** BEGIN DATASET EXCERPTS **

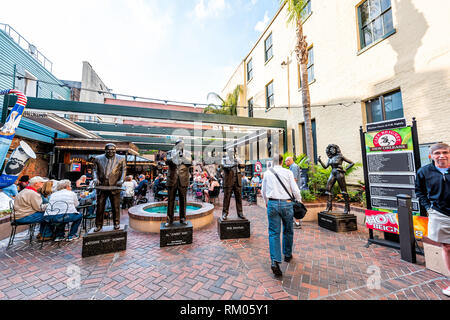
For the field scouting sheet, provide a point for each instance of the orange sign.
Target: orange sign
(388, 222)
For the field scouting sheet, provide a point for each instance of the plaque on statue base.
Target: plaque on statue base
(338, 221)
(233, 229)
(175, 235)
(105, 241)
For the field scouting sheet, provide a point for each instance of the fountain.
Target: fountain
(148, 217)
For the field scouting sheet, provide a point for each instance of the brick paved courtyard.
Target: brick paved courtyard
(326, 265)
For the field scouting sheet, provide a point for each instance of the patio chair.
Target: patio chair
(15, 224)
(51, 210)
(213, 195)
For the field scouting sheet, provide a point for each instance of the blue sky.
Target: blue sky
(174, 49)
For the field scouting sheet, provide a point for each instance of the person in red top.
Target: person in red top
(28, 205)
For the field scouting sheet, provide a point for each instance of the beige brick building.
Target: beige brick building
(382, 59)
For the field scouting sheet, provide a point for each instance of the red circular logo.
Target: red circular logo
(387, 138)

** END DATASET EXCERPTS **

- GOAL
Quote every line word for word and keep the images out of the copy.

- REPLY TO THE TASK
For the field scouting sheet, provide a point for each instance of the orange sign.
Target: orange sign
(388, 222)
For the field scouting sheet, provide a point for each instance of the plaque on statue base.
Target: plaque on statue base
(338, 221)
(233, 229)
(175, 235)
(105, 241)
For the field scouting sheet, provide a point for each instance of the fountain.
Target: fountain
(148, 217)
For the field scouting sheet, provide a point for each instance of the brick paved courtyard.
Target: brick paved courtyard
(326, 265)
For the field scouting sheet, provide a point for each instance of the patio chair.
Target: patio chair
(15, 224)
(51, 210)
(213, 195)
For the field scouting sheet, provide a point for each instance of the blue sky.
Target: blue sky
(174, 49)
For the field scouting sheet, provide a point for each instance of the person in red top.
Target: person in red top
(28, 205)
For the field scouting sheet, provide a point for each instance of the beige brick building.
Target: beige brick building
(382, 59)
For the field scouting sheet, provide a point for each instance of the red circular logo.
Target: red circular logo
(387, 138)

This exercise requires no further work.